SOURCE EXTRACT: Begin

Jeffrey M. FriedmanNobel Conference 46
Jeffrey M. Friedman, M.D., Ph.D., Marilyn M. Simpson Professor and HHMI investigator, Laboratory of Molecular Genetics, and director, Starr Center for Human Genetics, The Rockefeller University, New York, N.Y.
In 1994 Jeffrey Friedman’s lab identified leptin, a hormonal signal made by the body’s fat cells that regulates food intake and energy expenditure and has powerful effects on reproduction, metabolism, other endocrine systems, and even immune function. His current research focuses on the genes and neural circuits that control food intake and body weight, and leptin’s mechanism of action and its relevance to the development of obesity.
Friedman graduated from Rensselaer Polytechnic Institute, Troy, N.Y. (B.S. in biology, 1975) and received his M.D. from Albany Medical College of Union University, N.Y., in 1977 at the age of 22. After completing two residencies at Albany Medical Center Hospital, he joined the Rockefeller University as a postgraduate fellow and associate physician in 1980. He earned a Ph.D. from Rockefeller (1986) and was named head of laboratory in 1991. Friedman was appointed Marilyn M. Simpson Professor in 1999. He has been an investigator at the Howard Hughes Medical Institute since 1986 and also directs the Starr Center for Human Genetics, one of the country’s largest centers for the study of diseases linked to heredity.

SOURCE EXTRACT: End
DATA PROVIDED: Begin

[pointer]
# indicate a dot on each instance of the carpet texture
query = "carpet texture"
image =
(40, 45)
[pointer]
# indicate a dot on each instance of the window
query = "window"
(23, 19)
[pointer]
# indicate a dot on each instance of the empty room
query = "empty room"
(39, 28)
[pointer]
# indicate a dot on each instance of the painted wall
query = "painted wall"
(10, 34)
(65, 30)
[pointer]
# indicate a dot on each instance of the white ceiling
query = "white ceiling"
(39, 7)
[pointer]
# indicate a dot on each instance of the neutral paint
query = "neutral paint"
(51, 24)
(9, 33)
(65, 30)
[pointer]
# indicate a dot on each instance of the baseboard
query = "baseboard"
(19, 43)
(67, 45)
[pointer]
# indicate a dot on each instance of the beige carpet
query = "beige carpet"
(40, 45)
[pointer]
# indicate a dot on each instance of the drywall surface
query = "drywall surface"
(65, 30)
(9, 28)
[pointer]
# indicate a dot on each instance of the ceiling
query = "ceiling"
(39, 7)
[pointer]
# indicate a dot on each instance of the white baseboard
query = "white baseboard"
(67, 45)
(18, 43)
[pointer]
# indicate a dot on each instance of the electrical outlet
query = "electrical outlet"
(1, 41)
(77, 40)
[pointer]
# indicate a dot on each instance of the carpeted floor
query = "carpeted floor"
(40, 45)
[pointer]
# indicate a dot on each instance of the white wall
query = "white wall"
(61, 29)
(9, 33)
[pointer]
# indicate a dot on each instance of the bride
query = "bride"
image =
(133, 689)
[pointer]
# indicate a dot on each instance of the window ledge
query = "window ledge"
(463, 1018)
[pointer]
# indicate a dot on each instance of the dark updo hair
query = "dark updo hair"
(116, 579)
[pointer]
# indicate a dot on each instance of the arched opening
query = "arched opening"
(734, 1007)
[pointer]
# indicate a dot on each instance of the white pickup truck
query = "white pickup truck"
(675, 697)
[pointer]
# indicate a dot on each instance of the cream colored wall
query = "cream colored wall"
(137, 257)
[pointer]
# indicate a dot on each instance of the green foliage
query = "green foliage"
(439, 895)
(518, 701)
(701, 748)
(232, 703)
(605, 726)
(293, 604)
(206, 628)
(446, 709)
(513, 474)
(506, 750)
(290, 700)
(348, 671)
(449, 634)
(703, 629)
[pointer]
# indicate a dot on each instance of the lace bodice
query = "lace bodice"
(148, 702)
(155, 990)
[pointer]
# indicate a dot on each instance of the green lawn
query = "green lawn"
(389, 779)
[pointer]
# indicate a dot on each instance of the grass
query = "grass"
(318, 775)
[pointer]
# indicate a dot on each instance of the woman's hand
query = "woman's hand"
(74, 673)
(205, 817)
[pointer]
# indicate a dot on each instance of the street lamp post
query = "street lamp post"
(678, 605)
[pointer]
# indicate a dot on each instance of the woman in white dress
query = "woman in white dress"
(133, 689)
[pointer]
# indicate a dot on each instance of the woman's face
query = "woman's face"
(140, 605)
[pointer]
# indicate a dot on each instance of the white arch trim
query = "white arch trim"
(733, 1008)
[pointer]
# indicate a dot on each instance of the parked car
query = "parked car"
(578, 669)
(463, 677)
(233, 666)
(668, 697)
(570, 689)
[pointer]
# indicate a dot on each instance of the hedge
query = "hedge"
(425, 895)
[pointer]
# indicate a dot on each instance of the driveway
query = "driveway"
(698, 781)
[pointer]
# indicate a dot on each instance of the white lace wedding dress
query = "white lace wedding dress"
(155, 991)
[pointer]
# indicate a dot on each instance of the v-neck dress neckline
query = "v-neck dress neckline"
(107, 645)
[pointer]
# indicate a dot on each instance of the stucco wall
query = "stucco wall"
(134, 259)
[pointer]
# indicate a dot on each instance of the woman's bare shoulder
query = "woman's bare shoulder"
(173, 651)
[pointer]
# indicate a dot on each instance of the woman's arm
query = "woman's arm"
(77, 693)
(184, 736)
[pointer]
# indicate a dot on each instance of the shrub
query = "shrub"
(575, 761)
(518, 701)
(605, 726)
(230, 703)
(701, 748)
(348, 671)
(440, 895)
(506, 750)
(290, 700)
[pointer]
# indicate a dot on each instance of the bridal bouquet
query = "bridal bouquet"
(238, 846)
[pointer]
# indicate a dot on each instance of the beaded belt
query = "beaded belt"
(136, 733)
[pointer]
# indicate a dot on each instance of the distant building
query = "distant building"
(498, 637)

DATA PROVIDED: End

_PROBLEMS AND TASKS:_
[1] From the Friedman profile above, list the areas on which leptin is said to have powerful effects.
[2] Carry on the Friedman profile past its final sentence.

_ANSWER LIST:_
[1]
Reproduction
Metabolism
Other endocrine systems
Immune function

[2]
Friedman is a member of the National Academy of Sciences and its Institute of Medicine. His most recent honors include the $1 million Shaw Prize in Life Science and Medicine (familiarly known as “the Nobel Prize of the East”) in 2009, the 2007 Jessie Stevenson Kovalenko Medal, the sixth Danone International Prize for Nutrition, the 2004 Gairdner Foundation International Award, and the 2004 Passano Foundation Award.